• Passage shown
********************

Utah has a bright future because of dark skies, and some proponents of astrotourism want more people to become enlightened about its economic opportunities.
During a recent virtual discussion about astrotourism, speakers noted that Utah currently has two communities and 16 park locations that have been certified by the International Dark Sky Places Association but also has many other sites that could benefit economically by attracting people who want to look to the heavens.
“About 80 percent of the world’s population is under light-polluted skies and can no longer see the Milky Way from where they live,” said Aubrey Larsen, community development specialist at Department of Workforce Services’ Community Development Office. “We know it’s concentrated in more populated areas such as Los Angeles, but there are also regions such as where we are here the Intermountain West that still have relatively dark skies and opportunities to benefit from the conservation of those dark skies.”
Flint Timmins, destination development specialist at the Utah Office of Tourism, said true dark skies are increasingly a rarity. Pockets exist in the West, including the Colorado Plateau, which includes the southeastern part of Utah.
“They are something that people aren’t familiar with, and it’s something that really will be very exciting to people who haven’t been able to see that,” Timmins said.
Larsen said those areas have a “secret sauce” for optimal night sky viewing. The ingredients include high elevations; low precipitation; a high number of cloudless days; clear and unpolluted air; low population densities; dramatic landscapes; worldwide visibility; a high concentration of parks; a large amount of public lands; and proactive people, places and policies.
While Utah does have areas afflicted with light pollution — the Wasatch Front, the St. George areas and the Uinta Basin — conserving dark skies can result in energy savings, increased property values and increased astronomy-based tourism and recreation, Larsen said.
An early 2020 study by Missouri State University on the economic impact on Colorado Plateau astrotourism and dark skies indicated that astrotourism is projected to generate over $5.8 billion in economic activity over the next decade. It is expected to support 10,000 new jobs, for a total of 113,000 jobs.
“A lot of this comes from visitation to dark skies-protected places in the national park system (NPS) and the state park system,” Timmins said, “but there’s no reason why the economic benefits can’t also extend to non-NPS or state park system units. It can extend to each of our individual businesses and services and communities.”
Speakers said communities that want to take advantage of dark skies need a desire to promote night sky tourism, community buy-in and infrastructure to support increased overnight tourism, among others. They can get started by using outdoor LED lighting and passing outdoor lighting ordinances. Such an ordinance does not mean having no lights but instead having the right light at the right time in the right place and pointing down, they said.

********************

• Required action A
Copy the astrotourism article starting at "Speakers said communities" and ending at "down, they said.", swapping "community buy-in" for "local support".
• Required action B
Decide whether each statement agrees with the astrotourism article. Answer yes or no for each, and quote the deciding words.
(i) Utah has two communities and 16 park locations certified by the International Dark Sky Places Association.
(ii) The Missouri State University study expects astrotourism to support 20,000 new jobs.
(iii) An outdoor lighting ordinance means having no lights.
• Required action C
According to the astrotourism article, what share of the world's population lives under light-polluted skies?
The items that follow the astrotourism article are not needed for any task.

• Data extract
********************

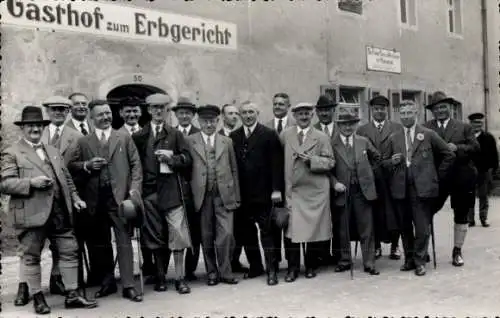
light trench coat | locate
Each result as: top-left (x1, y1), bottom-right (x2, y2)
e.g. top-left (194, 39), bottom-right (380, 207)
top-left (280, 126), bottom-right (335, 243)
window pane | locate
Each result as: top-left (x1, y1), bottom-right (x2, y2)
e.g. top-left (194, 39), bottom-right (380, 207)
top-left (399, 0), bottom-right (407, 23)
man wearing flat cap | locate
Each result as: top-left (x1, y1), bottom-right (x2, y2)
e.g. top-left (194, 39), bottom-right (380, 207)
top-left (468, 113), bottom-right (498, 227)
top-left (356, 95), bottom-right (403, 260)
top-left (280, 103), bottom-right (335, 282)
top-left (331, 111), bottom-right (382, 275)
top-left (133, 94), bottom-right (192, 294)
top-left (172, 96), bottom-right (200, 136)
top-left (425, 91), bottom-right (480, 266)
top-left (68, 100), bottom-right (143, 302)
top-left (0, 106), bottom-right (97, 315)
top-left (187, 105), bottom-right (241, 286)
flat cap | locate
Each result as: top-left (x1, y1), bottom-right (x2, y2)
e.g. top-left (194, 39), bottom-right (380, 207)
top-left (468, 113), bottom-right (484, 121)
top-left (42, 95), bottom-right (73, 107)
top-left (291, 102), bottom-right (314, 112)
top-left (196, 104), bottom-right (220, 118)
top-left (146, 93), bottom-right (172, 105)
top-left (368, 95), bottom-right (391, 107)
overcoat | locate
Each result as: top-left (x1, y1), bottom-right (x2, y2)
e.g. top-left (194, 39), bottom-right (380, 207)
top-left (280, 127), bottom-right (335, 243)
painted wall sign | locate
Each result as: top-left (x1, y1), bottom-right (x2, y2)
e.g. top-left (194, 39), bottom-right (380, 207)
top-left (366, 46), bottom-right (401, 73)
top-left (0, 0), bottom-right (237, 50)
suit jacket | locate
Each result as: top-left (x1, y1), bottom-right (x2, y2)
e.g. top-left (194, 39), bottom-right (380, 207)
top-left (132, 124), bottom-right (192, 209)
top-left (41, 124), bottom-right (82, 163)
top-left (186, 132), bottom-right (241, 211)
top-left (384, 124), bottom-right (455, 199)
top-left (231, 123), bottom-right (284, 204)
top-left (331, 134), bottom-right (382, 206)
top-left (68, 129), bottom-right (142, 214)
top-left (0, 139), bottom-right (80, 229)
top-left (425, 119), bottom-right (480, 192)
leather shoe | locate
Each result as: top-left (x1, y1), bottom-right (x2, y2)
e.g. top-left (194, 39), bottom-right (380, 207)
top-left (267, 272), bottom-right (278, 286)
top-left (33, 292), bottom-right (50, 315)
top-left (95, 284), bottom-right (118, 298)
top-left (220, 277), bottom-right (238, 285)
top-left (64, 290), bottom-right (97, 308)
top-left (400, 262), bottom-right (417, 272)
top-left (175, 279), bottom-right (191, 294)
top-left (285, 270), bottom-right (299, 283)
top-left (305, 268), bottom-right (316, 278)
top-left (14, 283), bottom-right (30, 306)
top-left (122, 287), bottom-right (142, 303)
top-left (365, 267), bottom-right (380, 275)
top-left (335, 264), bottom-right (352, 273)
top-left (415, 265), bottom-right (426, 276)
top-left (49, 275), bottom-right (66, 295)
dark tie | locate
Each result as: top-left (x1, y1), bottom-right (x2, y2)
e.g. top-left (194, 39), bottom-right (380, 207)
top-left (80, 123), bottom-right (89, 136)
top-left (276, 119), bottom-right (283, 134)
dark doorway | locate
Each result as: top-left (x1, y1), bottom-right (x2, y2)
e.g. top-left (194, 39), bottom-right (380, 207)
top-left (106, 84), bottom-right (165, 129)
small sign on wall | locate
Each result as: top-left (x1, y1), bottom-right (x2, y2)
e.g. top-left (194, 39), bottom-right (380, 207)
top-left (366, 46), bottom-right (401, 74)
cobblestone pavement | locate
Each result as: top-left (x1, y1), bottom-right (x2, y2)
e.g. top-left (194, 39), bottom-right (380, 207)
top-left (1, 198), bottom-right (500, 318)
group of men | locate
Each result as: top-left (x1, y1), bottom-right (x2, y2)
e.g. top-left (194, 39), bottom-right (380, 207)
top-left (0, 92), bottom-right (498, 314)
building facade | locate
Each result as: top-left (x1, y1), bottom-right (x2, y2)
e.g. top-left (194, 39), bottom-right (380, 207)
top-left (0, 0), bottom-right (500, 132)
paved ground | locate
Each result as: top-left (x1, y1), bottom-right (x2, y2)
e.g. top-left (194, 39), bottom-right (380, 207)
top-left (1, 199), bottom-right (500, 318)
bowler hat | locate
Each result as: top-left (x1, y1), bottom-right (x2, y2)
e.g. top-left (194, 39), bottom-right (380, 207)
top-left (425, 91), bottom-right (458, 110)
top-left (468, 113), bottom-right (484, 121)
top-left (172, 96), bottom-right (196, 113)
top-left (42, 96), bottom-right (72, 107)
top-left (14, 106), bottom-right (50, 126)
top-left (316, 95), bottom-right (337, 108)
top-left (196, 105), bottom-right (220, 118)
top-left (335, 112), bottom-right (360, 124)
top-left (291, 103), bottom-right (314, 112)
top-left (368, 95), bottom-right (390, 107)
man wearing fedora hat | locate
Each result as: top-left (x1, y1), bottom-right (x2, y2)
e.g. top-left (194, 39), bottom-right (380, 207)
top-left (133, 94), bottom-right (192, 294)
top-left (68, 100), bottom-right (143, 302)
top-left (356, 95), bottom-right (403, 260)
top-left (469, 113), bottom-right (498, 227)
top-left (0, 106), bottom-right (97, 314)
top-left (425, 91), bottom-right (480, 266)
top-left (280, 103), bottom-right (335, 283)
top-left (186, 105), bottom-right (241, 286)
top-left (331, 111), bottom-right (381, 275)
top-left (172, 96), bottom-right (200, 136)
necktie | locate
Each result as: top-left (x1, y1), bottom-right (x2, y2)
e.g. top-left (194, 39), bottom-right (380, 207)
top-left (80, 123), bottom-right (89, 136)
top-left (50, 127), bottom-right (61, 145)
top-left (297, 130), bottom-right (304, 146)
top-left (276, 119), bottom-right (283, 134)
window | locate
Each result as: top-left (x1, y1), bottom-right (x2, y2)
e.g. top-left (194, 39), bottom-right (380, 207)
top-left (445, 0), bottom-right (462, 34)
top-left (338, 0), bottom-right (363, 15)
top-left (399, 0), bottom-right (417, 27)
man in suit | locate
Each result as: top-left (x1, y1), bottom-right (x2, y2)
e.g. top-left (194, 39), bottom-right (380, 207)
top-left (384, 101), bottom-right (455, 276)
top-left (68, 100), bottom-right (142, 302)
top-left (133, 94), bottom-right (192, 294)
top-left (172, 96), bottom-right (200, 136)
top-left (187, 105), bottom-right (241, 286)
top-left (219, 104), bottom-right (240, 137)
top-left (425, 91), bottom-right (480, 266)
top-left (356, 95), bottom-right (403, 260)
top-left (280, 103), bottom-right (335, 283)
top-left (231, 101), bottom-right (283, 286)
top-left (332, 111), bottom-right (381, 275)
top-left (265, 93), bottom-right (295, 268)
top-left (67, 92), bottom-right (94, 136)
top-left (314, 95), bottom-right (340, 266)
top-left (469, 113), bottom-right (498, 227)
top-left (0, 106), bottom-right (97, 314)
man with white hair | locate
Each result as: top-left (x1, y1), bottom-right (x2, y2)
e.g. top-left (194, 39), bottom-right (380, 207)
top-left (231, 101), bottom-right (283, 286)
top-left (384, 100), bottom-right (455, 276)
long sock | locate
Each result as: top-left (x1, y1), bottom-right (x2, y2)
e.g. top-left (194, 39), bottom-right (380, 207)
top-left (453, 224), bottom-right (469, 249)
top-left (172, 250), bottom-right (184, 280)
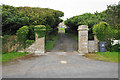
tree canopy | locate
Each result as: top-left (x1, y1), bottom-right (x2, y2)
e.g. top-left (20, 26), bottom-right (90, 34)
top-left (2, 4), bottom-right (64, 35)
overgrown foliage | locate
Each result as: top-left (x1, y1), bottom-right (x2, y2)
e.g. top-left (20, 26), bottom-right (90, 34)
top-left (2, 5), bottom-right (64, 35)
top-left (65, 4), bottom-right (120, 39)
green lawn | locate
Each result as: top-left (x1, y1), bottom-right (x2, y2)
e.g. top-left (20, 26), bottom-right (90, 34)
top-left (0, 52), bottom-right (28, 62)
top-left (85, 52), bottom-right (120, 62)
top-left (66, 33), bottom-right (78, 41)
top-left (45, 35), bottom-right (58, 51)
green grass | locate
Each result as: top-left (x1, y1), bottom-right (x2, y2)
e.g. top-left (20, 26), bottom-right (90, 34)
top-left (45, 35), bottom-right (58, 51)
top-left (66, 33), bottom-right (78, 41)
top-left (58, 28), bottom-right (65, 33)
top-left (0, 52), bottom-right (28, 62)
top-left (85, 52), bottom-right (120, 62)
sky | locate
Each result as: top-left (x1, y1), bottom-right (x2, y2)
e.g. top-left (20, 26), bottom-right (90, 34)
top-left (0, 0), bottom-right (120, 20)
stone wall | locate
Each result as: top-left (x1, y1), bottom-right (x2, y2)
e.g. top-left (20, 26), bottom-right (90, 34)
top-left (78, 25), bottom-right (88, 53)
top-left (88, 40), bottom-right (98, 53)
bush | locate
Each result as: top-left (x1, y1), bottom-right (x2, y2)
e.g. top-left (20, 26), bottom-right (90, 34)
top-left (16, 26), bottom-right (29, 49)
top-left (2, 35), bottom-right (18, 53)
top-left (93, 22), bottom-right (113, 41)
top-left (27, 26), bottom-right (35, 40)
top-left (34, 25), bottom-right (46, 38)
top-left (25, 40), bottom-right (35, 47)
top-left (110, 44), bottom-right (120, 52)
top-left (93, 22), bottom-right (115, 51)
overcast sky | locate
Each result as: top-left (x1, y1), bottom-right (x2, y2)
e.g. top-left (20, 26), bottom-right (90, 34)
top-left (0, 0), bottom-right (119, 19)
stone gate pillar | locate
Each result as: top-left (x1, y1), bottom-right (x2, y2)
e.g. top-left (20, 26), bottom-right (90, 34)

********************

• Answer space A
Speakers said communities that want to take advantage of dark skies need a desire to promote night sky tourism, local support and infrastructure to support increased overnight tourism, among others. They can get started by using outdoor LED lighting and passing outdoor lighting ordinances. Such an ordinance does not mean having no lights but instead having the right light at the right time in the right place and pointing down, they said.

• Answer space B
(i) Yes: "Utah currently has two communities and 16 park locations that have been certified by the International Dark Sky Places Association"
(ii) No: "It is expected to support 10,000 new jobs, for a total of 113,000 jobs."
(iii) No: "Such an ordinance does not mean having no lights but instead having the right light at the right time in the right place and pointing down"

• Answer space C
About 80 percent.